◆ SOURCE TEXT ◆
Purpose and practical capabilities of the metal magnetic memory method

Dr., Professor A.A. Dubov

Fundamental differences of the metal magnetic memory (MMM) method from other magnetic non-destructive testing (NDT) methods were repeatedly reported in articles [1, 2, 3] and in theoretical studies [4, 5, 6].

The main purpose of the MMM method is detection on equipment and structures of stress concentration zones (SCZs) - the main sources of damages development – in the express control mode using specialized instruments and scanning devices.

SCZs are not only pre-known areas where the design features create different conditions for distribution of stresses caused by an external load, but these are also randomly located areas, in which due to the initial metal heterogeneity combined with off-design additional workloads large strains (as a rule, shear strains) occur.

Geometric feature of magnetic anomalies that characterizes SCZs is the distance between self-magnetic field extreme values multiple of the standard size of a product (thickness, width, diameter). This distance corresponds to the minimum distance between the adjacent glide pads or the shell critical size occurring, for example, at the pipe stability loss.

Inspection by the MMM method is carried out without metal dressing and artificial magnetization. The method uses residual magnetization formed naturally during the products manufacture and in the course of their operation.

Of course, one can doubt the detection of SCZs and various metal defects detection by magnetic anomalies on products with unknown prehistory [7]. However, it is known that the criterion of the truth is practice! Numerous studies carried out by the authors of the method at manufacturing plants showed that all products of the same type, made of the same steel grade and under the same technology, have almost the same distribution of the residual magnetization, and magnetic anomalies are only identified during the inspection in the areas of residual stress concentration and different structural irregularities on individual products. And this is not surprising, since during formation, for example, of thermoremanent magnetization of products in the course of their manufacture, internal stresses, and not the weak external geomagnetic field, play the decisive role.

◆ COLLECTED DATA ◆

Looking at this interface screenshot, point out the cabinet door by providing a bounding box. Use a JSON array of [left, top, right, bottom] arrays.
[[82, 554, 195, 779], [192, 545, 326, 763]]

◆ TASKS ◆
1. Translate the following sentence from the article on the metal magnetic memory method into French: "Inspection by the MMM method is carried out without metal dressing and artificial magnetization."
2. Decide whether each statement agrees with the article on the metal magnetic memory method. Answer yes or no for each, and quote the deciding words of the article.
(a) The MMM method requires artificial magnetization of the product before inspection.
(b) Stress concentration zones include randomly located areas as well as pre-known ones.
(c) During manufacture, the weak external geomagnetic field plays the decisive role in forming the thermoremanent magnetization of products.
3. Continue the article on the metal magnetic memory method, starting after its final sentence and keeping its formal register.

◆ ANSWERS ◆
1. L'inspection par la méthode MMM est réalisée sans préparation du métal ni magnétisation artificielle.

2.
(a) No: "Inspection by the MMM method is carried out without metal dressing and artificial magnetization."
(b) Yes: "but these are also randomly located areas"
(c) No: "internal stresses, and not the weak external geomagnetic field, play the decisive role."

3.
In the course of products operation the initial residual magnetization (RM) is redistributed under the effect of workloads, and magnetic anomalies, caused by geometric displacements and product standard size, occur in SCZs.

If local SCZs do not occur in the same-type products under the effect of workloads, it the RM distribution pattern in them is practically the same. To make sure of this, it was necessary to inspect thousands of same-type units and products! Based on the established regularities and substantial practical experience in inspecting various units of equipment and structures, the authors proposed a methodology of standardless calibration of inspection equipment and methods, as well as their respective metrology [3].

Diagnostic parameters in the MMM method

1. In accordance with GOST R ISO 24497-1-2009 [8] the MMM method is a non-destructive testing method based on recording and analysis of the distribution of the self-magnetic stray fields (SMSF) that occur on products and equipment in stress concentration zones (SCZs).

SMSF that reflects residual magnetization formed naturally during the product manufacture should be distinguished from magnetic leakage fields (MLF) occurring on metal defects and cracks at artificial magnetization of a product (for example, in the course of the magnetic particle inspection).

2. For quantitative assessment of the level of stress concentration (sources of damages), the gradient of the normal (H_y) and/or tangential (H_x) SMSF components is determined:

K_in = |ΔН_y| / Δx, at Δx->0 K_in = dН / dx,    (1)

where Δx - is the distance between the adjacent points of inspection.

In some cases during the inspection of equipment stress-strain state (SSS) the resulting SMSF gradient is used:

3. Among the basic calculation diagnostic parameters the MMM method uses the parameter m that characterizes the ultimate strain capability of the material:

m = К_in^max / К_in^ave,    (2)

where К_in^max and К_in^ave are the maximum and the average values of the field gradient, respectively, which are determined during the inspection by the MMM method of the same-type equipment units.

Industrial and laboratory tests on the specimens established the relation between the limiting values of magnetic and mechanical parameters:

m_lim = К_in^max / К_in^ave ≈ К_in^lim / К_in^t ≈ σ_lim / σ_t,    (3)

Experimental studies also established that if the actual parameter m_act ≥ m_lim, then in this case the limiting (critical) state occurs in the controlled equipment unit metal, at which a macrocrack forms. Physical substantiation of the parameter m_lim can be found in papers [3, 4, 5].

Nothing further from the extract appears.